▶ _Set task_
Turn the records below into a JSON array of strings, one string per line and no blank lines. Begin with the first line of the records and stop after the line that contains "(110, 1048)".

▶ _Extracted information_

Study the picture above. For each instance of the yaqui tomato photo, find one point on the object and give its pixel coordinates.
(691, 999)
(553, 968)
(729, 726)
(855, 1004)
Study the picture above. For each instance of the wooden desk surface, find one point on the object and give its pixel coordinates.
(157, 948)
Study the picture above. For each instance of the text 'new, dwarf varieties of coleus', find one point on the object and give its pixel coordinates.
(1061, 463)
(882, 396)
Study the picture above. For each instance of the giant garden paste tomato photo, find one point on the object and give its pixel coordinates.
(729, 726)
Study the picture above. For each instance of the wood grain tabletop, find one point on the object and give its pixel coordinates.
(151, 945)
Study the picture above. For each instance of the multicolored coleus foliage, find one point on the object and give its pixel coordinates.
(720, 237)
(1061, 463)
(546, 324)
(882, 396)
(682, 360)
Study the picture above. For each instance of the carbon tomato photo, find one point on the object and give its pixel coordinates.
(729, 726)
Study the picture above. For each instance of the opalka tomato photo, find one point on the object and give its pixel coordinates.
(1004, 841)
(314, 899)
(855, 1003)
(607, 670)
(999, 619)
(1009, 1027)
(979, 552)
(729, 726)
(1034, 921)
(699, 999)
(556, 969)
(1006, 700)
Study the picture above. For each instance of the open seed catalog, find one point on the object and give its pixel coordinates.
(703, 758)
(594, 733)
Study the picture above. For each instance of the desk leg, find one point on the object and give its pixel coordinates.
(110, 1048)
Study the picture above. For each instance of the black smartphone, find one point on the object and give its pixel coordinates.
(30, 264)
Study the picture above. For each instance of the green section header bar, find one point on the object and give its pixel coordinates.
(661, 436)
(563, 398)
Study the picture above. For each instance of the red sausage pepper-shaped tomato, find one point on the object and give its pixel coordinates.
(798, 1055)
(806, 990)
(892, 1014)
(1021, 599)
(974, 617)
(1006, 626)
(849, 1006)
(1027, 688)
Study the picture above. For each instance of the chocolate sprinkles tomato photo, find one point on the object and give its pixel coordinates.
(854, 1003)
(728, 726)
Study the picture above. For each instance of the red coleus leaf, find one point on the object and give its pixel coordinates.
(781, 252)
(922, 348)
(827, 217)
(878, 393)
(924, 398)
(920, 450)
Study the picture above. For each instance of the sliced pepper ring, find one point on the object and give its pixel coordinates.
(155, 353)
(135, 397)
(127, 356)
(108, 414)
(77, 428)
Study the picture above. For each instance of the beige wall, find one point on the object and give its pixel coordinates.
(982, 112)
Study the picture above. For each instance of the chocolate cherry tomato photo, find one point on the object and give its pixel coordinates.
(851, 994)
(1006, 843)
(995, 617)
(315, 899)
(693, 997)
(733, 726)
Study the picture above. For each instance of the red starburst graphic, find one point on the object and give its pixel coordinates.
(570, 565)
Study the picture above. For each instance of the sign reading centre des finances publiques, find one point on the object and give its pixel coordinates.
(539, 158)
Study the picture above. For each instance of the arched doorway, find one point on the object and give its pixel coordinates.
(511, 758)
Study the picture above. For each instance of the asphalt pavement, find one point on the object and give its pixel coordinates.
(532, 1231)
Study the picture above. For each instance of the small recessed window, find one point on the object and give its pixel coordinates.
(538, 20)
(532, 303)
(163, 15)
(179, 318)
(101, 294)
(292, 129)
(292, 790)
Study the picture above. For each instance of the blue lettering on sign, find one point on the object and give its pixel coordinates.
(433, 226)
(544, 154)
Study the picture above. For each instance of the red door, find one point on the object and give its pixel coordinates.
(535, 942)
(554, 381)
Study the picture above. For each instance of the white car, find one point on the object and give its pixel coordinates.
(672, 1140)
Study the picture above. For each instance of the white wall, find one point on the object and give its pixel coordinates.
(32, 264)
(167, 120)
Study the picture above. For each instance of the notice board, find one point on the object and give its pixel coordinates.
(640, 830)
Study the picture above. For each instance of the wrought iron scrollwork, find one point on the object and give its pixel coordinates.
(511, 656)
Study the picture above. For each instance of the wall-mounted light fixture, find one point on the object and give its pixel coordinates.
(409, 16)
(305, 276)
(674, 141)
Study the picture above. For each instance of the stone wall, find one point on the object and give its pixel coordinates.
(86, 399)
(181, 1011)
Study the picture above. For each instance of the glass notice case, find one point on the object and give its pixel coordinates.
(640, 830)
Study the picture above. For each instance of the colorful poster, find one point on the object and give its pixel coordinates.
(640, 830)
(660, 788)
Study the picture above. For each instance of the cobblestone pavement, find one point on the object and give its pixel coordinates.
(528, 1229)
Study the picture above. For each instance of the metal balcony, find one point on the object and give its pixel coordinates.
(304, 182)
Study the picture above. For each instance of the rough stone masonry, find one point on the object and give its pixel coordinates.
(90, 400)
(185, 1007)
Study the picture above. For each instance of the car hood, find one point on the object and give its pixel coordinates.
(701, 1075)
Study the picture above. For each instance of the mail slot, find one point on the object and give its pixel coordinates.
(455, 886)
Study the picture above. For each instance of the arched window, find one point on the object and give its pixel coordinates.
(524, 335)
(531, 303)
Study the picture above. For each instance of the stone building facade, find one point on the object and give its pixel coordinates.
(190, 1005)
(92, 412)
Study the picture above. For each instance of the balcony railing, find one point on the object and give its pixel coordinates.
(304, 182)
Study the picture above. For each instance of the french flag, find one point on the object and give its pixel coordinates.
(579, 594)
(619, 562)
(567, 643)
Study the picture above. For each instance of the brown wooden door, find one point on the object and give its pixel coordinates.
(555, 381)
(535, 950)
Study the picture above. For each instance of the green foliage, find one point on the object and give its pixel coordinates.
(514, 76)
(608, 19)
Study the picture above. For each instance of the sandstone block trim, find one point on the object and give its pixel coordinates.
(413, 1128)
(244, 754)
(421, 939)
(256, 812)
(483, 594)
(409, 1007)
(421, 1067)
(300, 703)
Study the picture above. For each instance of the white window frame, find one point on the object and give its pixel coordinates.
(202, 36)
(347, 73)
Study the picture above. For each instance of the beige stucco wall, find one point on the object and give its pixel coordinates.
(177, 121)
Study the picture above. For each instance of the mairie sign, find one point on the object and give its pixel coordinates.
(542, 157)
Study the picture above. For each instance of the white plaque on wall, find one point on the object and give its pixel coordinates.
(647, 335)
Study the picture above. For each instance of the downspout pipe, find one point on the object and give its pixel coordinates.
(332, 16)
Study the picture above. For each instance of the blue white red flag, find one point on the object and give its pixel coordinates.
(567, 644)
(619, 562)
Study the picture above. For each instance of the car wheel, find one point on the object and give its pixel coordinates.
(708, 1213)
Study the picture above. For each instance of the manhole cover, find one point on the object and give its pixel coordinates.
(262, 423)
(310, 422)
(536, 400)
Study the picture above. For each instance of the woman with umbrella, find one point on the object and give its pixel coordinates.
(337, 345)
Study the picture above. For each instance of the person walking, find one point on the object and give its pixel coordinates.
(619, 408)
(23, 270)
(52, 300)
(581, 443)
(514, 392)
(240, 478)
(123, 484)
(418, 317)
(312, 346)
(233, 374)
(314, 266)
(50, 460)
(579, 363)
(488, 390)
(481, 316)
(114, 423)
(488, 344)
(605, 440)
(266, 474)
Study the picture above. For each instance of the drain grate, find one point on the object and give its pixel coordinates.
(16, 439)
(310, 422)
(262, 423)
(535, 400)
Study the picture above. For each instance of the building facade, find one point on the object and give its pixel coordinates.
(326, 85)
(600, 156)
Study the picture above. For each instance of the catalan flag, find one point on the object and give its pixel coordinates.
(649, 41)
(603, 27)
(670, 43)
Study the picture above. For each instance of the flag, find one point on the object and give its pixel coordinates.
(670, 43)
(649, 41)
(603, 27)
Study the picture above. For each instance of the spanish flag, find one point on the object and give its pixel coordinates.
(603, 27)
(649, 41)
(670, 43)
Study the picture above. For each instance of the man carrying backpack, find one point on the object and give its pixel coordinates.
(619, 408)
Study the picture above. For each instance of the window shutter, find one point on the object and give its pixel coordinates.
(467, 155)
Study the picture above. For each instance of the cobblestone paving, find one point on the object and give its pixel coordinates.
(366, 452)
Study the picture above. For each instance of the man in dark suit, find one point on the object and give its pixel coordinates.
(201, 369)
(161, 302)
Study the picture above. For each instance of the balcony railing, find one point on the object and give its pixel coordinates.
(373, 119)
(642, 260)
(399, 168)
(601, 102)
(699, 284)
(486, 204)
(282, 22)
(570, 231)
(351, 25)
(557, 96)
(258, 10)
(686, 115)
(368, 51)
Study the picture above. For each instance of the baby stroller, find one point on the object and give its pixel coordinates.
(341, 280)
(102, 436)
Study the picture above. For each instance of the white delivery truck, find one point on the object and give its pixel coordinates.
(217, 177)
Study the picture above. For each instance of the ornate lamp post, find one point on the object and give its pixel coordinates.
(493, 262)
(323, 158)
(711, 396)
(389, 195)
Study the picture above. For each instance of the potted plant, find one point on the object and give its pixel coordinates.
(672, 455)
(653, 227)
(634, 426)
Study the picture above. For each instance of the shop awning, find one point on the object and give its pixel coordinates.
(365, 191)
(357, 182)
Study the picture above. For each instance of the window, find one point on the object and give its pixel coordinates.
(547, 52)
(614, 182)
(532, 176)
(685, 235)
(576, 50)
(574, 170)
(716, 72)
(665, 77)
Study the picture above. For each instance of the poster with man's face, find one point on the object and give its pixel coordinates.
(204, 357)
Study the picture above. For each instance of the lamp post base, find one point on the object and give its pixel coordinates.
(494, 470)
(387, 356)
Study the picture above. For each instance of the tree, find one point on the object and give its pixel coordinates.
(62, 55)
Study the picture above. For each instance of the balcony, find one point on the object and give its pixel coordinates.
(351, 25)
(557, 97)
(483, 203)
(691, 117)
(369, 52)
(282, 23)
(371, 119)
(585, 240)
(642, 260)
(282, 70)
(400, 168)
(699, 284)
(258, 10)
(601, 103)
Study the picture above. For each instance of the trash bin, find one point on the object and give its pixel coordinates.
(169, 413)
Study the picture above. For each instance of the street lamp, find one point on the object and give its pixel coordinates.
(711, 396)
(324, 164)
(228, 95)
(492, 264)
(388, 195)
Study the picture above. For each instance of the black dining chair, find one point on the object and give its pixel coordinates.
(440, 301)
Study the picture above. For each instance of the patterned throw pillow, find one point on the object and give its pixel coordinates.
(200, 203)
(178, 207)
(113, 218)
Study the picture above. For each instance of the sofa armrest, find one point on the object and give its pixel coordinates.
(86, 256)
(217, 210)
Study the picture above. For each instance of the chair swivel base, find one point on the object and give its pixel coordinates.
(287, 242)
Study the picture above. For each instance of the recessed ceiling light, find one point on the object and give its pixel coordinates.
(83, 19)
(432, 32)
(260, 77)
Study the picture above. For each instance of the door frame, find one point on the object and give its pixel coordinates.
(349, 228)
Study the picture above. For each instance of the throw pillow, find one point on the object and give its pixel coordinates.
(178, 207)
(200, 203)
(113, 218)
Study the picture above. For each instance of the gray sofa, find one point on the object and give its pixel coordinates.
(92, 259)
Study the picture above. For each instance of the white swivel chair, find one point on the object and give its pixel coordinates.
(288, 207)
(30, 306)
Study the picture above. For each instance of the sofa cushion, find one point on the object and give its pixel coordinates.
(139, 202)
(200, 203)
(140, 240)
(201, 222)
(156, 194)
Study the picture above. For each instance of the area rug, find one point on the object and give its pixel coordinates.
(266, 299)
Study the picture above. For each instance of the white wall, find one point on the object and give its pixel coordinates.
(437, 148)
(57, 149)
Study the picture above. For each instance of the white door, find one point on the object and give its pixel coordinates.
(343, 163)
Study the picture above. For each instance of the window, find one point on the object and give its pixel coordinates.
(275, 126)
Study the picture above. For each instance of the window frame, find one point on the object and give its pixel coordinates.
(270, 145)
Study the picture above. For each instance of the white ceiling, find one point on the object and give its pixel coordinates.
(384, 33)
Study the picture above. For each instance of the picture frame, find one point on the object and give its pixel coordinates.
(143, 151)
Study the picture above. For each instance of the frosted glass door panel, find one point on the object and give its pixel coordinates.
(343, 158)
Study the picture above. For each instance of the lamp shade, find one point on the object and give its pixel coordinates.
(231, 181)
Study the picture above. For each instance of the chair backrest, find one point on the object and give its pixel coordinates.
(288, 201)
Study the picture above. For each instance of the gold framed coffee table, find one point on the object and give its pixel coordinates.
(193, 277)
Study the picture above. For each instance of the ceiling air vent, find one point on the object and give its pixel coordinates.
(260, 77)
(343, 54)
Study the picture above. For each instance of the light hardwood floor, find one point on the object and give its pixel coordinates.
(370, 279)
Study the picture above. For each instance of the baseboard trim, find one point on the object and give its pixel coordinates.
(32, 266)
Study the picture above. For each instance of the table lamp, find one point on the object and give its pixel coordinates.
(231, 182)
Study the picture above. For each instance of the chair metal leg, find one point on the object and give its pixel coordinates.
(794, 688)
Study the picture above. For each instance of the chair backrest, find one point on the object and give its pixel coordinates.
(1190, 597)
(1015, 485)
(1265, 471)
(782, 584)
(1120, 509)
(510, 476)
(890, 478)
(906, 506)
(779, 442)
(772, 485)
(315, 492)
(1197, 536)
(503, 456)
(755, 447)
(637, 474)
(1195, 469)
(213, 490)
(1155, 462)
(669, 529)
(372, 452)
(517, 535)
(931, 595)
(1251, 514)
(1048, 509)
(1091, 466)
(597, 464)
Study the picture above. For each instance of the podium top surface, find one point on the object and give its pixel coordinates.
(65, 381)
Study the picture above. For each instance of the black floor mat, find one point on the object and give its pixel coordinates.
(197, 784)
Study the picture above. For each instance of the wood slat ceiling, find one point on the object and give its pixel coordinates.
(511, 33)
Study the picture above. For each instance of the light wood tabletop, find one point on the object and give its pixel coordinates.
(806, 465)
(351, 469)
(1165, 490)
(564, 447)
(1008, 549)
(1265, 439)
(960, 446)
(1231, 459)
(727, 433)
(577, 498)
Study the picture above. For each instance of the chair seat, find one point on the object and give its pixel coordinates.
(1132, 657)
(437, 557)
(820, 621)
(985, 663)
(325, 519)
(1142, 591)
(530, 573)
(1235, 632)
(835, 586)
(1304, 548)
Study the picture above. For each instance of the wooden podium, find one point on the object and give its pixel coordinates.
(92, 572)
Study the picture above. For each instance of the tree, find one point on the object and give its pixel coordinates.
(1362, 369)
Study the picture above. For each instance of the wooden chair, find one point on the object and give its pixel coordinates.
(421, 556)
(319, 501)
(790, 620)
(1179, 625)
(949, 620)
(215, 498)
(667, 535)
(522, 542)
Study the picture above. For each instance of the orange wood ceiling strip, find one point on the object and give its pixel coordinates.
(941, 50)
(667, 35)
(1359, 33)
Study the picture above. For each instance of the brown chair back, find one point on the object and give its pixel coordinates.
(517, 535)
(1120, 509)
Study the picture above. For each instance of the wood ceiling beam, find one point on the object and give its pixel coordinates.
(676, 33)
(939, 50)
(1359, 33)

▶ _Solution for this task_
[
  "Study the picture above. For each instance of the yaqui tomato photo, find one point on the object and give its pixel coordinates.",
  "(691, 999)",
  "(553, 968)",
  "(729, 726)",
  "(855, 1004)",
  "Study the picture above. For each instance of the wooden desk surface, find one point on the object and give its pixel coordinates.",
  "(157, 948)",
  "Study the picture above. For each instance of the text 'new, dwarf varieties of coleus', find one point on the object and give its pixel coordinates.",
  "(1061, 463)",
  "(882, 396)",
  "Study the picture above. For each instance of the giant garden paste tomato photo, find one point on the object and give its pixel coordinates.",
  "(729, 726)",
  "Study the picture above. For each instance of the wood grain tabletop, find one point on the object and give its pixel coordinates.",
  "(151, 945)",
  "Study the picture above. For each instance of the multicolored coleus foliage, find one point on the object and give its pixel coordinates.",
  "(720, 237)",
  "(1061, 463)",
  "(546, 324)",
  "(882, 396)",
  "(682, 360)",
  "Study the picture above. For each instance of the carbon tomato photo, find one point on the object and give its pixel coordinates.",
  "(729, 726)",
  "Study the picture above. For each instance of the opalka tomato photo, find one point on the object and give its pixel coordinates.",
  "(1004, 841)",
  "(314, 899)",
  "(855, 1003)",
  "(607, 670)",
  "(999, 619)",
  "(1009, 1027)",
  "(979, 552)",
  "(729, 726)",
  "(1034, 921)",
  "(699, 999)",
  "(556, 969)",
  "(1006, 700)",
  "Study the picture above. For each instance of the open seed catalog, find one point on the object and give its pixel coordinates.",
  "(703, 758)",
  "(594, 733)",
  "Study the picture above. For each instance of the desk leg, find one point on the object and give its pixel coordinates.",
  "(110, 1048)"
]